▶ _Given information_:
★ ★ ★ ★ ★

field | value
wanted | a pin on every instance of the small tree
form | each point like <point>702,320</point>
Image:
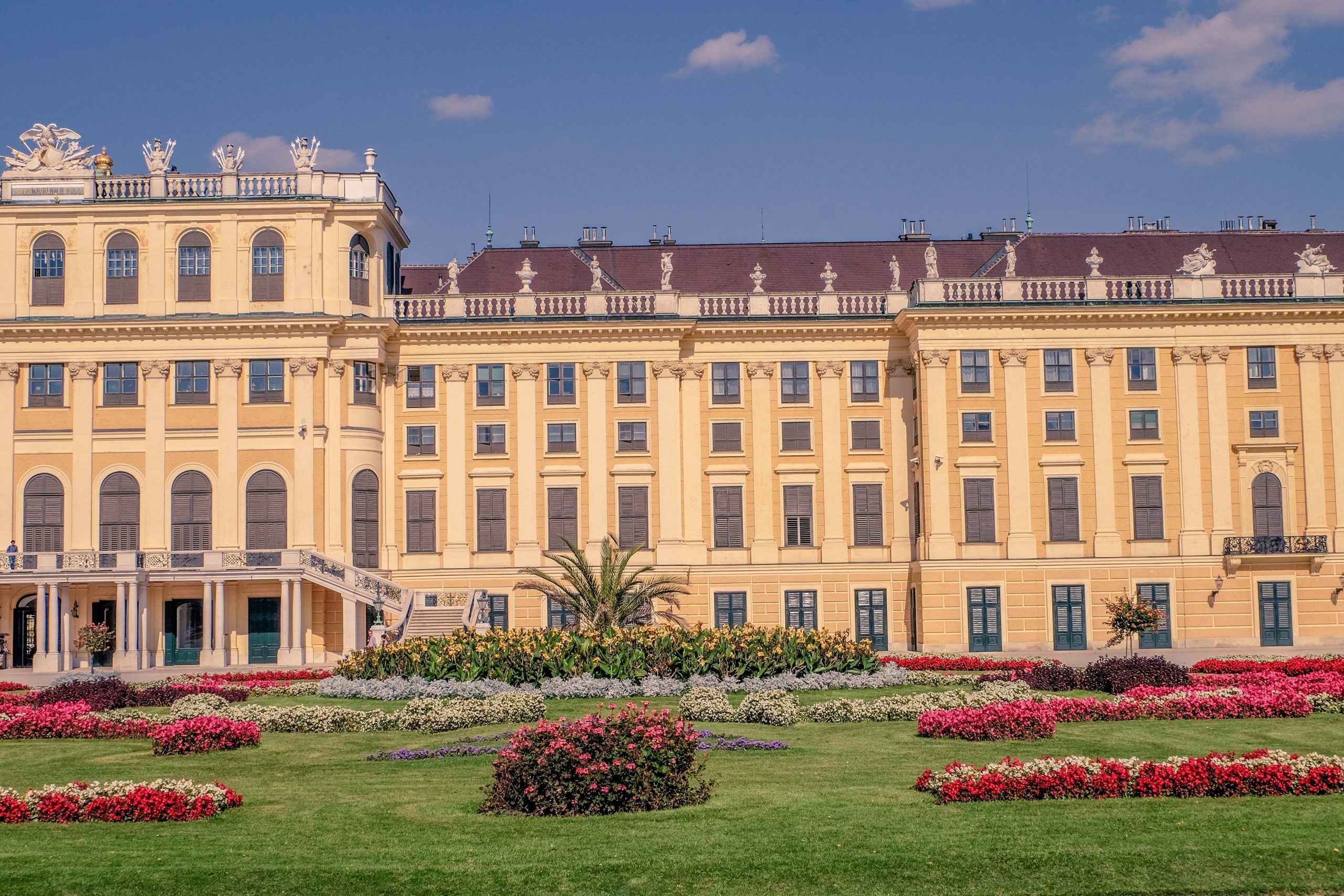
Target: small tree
<point>1131,616</point>
<point>612,596</point>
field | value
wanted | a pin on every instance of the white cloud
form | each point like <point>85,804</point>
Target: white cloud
<point>457,105</point>
<point>731,51</point>
<point>1195,81</point>
<point>272,154</point>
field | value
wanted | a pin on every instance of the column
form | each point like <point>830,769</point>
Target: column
<point>84,525</point>
<point>1220,442</point>
<point>457,442</point>
<point>692,465</point>
<point>1022,541</point>
<point>834,546</point>
<point>670,460</point>
<point>901,390</point>
<point>1194,539</point>
<point>1107,541</point>
<point>942,546</point>
<point>529,550</point>
<point>765,499</point>
<point>334,464</point>
<point>1314,441</point>
<point>596,374</point>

★ ★ ★ ★ ★

▶ _Goal_:
Reproduce all of the material above line for line without changing anything, and omit the picture from your copy.

▶ _Correct answer_:
field | value
wanted | a pin on every instance of the small tree
form | each point like <point>702,320</point>
Image:
Target: small tree
<point>1131,616</point>
<point>612,596</point>
field | value
wanted | a pin on every instance of the white cloud
form | each point like <point>85,804</point>
Target: white cloud
<point>457,105</point>
<point>731,51</point>
<point>1195,81</point>
<point>272,154</point>
field | value
wanted | a pin on every instance of the column
form | each point like <point>830,769</point>
Target: column
<point>84,525</point>
<point>1220,442</point>
<point>457,442</point>
<point>692,465</point>
<point>1022,541</point>
<point>834,546</point>
<point>670,460</point>
<point>901,390</point>
<point>1194,539</point>
<point>1107,541</point>
<point>942,546</point>
<point>529,550</point>
<point>765,499</point>
<point>334,464</point>
<point>1314,441</point>
<point>596,374</point>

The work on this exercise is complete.